Exercise brief
Verbatim repeat, images excluded. Give each entry again as written.

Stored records
#####

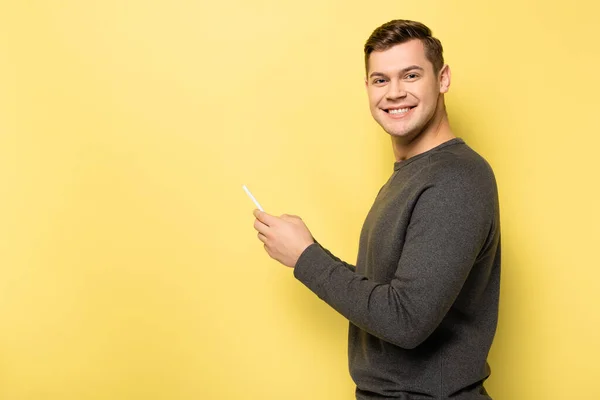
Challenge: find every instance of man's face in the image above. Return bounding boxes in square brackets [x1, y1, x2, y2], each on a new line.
[365, 39, 449, 141]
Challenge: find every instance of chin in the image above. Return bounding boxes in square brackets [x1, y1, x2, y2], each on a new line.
[387, 127, 420, 141]
[385, 123, 413, 136]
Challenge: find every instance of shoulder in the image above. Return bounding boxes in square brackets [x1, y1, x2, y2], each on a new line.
[424, 142, 497, 190]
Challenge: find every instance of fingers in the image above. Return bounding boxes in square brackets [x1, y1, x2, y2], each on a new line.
[263, 243, 272, 258]
[253, 209, 278, 226]
[257, 230, 272, 258]
[253, 210, 301, 224]
[253, 218, 270, 235]
[257, 232, 268, 243]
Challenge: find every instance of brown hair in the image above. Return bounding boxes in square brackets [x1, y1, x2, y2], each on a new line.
[364, 20, 444, 74]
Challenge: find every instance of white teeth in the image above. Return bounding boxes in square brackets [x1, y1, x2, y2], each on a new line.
[389, 107, 411, 114]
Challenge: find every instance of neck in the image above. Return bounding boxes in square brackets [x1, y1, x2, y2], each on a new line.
[391, 104, 455, 162]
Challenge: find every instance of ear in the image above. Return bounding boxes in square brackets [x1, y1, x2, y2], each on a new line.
[364, 77, 369, 89]
[439, 65, 451, 94]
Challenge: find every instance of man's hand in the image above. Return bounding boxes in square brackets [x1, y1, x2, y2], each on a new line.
[253, 210, 315, 268]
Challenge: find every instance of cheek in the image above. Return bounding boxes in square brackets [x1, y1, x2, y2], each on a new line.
[367, 88, 383, 106]
[423, 83, 441, 102]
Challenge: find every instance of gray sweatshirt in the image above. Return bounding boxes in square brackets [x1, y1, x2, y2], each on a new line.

#####

Response area
Challenge: find every instance of man's face in the image above. Return bounding boxes in square brackets [x1, y1, x2, y2], each on a new line.
[365, 39, 449, 141]
Challenge: find every instance of chin in the image above. Return bounding boxes in square brackets [x1, y1, x2, y2], each on a new line.
[387, 127, 420, 141]
[385, 123, 413, 136]
Challenge: find every instance of shoulder in the image above. Return bounding boxes in square brackets [x1, y1, x2, y2], each on a new line.
[424, 142, 497, 190]
Challenge: find every instance of fingers in the image above. Return bounding boxes in square brackets [x1, y1, x2, y2], each on a new line.
[263, 243, 272, 258]
[253, 209, 278, 226]
[257, 230, 272, 258]
[253, 210, 301, 224]
[253, 218, 270, 235]
[257, 232, 268, 243]
Challenge: find every instance of brown hair in the image above. Return bounding boxes in square brackets [x1, y1, x2, y2], each on a new line.
[364, 20, 444, 74]
Challenge: find every instance of white teeth in the image above. Return bounding boxes in square brackets [x1, y1, x2, y2], each on a new line.
[389, 107, 411, 114]
Challenge: find every instance of neck in the image above. Return bounding boxes in square brackets [x1, y1, x2, y2], each on a new line.
[391, 104, 455, 162]
Challenge: find every instance of ear in the image above. Return bounding boxes in square brackets [x1, y1, x2, y2], each on a new line.
[364, 77, 369, 89]
[439, 65, 451, 94]
Challenge: find every instance of man's hand in the image above. Return bounding boxes in square brackets [x1, y1, x2, y2], each on a new line.
[253, 210, 315, 268]
Challenge: find every instance of cheek in the image above. Return bounding boxes in square brackets [x1, y1, x2, y2], each on a new line.
[367, 88, 383, 106]
[423, 83, 441, 102]
Challenge: find every instance of gray sweatshirt in the image above. Return bounding boxes in square brackets [x1, y1, x2, y2], each on a new line.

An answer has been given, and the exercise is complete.